(Items from a dataset)

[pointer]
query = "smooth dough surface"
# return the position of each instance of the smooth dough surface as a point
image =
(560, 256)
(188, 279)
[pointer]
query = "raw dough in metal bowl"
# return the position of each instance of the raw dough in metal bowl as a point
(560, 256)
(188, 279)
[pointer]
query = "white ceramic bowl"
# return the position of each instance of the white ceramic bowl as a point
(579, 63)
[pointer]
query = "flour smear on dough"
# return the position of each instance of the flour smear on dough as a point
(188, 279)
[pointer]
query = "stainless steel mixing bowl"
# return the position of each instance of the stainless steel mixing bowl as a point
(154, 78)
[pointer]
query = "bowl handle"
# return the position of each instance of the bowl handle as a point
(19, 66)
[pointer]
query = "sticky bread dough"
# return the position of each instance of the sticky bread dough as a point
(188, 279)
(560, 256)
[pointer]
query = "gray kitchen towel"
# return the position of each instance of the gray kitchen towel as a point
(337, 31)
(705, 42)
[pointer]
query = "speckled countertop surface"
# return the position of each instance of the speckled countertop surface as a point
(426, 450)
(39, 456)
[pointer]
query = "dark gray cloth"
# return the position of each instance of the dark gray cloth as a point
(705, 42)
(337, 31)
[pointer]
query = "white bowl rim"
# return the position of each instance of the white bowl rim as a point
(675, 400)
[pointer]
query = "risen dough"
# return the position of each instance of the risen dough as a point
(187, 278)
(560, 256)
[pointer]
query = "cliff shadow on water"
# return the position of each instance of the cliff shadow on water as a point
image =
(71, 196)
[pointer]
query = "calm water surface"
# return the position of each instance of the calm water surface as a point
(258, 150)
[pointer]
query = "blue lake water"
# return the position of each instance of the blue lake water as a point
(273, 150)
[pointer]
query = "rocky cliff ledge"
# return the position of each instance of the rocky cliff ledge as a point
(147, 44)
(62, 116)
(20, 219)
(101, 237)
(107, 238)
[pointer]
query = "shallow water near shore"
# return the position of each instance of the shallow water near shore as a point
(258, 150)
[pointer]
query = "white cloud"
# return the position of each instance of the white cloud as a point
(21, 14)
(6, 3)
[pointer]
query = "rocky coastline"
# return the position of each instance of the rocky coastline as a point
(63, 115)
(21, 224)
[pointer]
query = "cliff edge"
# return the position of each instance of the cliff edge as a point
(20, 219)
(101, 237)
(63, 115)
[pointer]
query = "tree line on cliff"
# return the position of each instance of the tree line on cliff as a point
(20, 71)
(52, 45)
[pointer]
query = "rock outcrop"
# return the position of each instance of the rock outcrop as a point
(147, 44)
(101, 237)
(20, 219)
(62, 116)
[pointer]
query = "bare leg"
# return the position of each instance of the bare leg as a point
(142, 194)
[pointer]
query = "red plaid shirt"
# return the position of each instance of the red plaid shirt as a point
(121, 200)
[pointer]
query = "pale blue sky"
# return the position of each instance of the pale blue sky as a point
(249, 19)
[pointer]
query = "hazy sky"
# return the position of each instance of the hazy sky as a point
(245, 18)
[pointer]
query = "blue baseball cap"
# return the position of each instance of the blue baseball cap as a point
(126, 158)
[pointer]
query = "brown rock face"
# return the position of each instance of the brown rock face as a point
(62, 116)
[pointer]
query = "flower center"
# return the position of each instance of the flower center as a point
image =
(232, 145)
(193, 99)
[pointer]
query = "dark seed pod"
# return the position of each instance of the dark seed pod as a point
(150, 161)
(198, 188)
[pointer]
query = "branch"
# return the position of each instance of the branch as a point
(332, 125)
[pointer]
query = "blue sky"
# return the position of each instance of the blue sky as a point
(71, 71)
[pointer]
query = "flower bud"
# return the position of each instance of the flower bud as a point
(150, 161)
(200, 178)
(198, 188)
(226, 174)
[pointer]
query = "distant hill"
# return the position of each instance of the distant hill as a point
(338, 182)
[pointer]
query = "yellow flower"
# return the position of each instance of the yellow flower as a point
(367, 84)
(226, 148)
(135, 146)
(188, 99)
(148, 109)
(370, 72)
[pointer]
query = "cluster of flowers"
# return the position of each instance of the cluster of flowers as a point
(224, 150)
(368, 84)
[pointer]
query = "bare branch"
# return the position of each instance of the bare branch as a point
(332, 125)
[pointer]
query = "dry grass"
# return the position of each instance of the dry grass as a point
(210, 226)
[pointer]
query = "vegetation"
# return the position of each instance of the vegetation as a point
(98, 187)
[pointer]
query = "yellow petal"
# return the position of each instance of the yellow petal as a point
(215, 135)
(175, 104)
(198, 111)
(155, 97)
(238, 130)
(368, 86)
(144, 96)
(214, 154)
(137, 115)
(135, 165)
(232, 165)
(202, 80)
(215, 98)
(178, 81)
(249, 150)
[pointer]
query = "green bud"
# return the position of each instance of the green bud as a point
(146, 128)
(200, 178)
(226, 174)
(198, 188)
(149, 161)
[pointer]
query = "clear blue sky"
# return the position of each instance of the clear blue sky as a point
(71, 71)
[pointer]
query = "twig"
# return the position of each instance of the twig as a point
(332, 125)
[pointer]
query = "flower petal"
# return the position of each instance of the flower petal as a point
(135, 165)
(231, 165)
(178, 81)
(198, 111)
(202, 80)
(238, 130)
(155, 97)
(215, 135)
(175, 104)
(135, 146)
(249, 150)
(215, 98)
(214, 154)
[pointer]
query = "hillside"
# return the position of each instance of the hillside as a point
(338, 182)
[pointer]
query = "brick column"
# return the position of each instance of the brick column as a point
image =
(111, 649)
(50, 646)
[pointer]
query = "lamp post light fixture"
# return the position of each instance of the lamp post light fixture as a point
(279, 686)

** To do **
Pull out all lines containing the word "smooth" from the entries above.

** Output of the task **
query = "smooth dough surface"
# return the position of each instance of the smooth dough surface as a point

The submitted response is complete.